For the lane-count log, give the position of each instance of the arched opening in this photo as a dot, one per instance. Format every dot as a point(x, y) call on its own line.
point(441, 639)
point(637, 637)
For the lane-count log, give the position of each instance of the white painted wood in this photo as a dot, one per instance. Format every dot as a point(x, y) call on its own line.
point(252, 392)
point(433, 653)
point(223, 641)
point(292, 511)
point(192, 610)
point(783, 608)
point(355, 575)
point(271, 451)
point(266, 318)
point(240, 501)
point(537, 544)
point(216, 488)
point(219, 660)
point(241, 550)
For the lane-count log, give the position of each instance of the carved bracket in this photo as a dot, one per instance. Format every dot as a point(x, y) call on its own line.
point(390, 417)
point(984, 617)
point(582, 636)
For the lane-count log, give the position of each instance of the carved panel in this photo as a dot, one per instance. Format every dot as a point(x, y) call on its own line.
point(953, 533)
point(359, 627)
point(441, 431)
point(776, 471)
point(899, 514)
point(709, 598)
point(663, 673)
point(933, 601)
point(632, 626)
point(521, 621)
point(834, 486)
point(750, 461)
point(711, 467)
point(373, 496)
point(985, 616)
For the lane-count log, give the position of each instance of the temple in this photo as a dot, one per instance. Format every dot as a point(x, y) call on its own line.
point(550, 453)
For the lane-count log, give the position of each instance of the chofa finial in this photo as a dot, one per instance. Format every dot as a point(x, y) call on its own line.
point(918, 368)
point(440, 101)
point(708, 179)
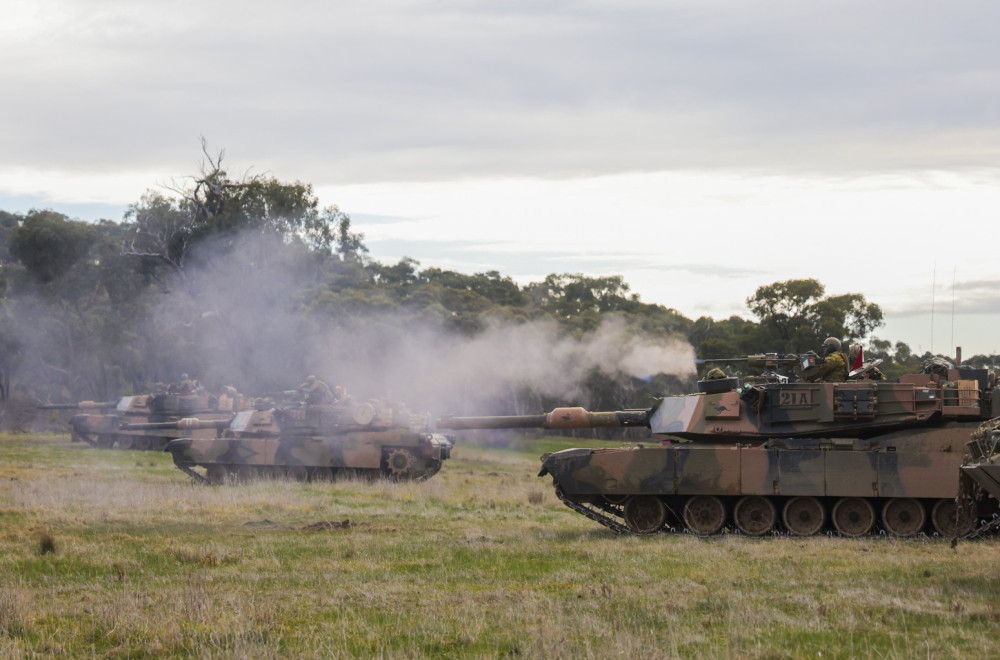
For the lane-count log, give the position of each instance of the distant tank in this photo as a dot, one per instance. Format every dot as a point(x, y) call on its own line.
point(773, 454)
point(100, 423)
point(308, 441)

◇ ◇ ◇ ◇

**Exercise brief**:
Could you return, word for word, the lines of the entries from the line containing "of the temple" through the end of the entries, including both ends? Leave any pictures out.

**Result**:
For the lane-count log, give the position of each instance of the temple in this photo as a dot, one per instance. Format every dot as a point(x, y) call on its own line.
point(550, 453)
For the lane-count log, give the position of each instance of the chofa finial in this photo as a dot, one per instance. Format every dot as a point(x, y) call on its own line.
point(918, 368)
point(440, 101)
point(708, 179)
For the lane-count log, give the position of each instance of the distant tank in this photo as a dot, one per instance. Format every dot as a point(x, y) call on its own line.
point(773, 454)
point(100, 423)
point(308, 441)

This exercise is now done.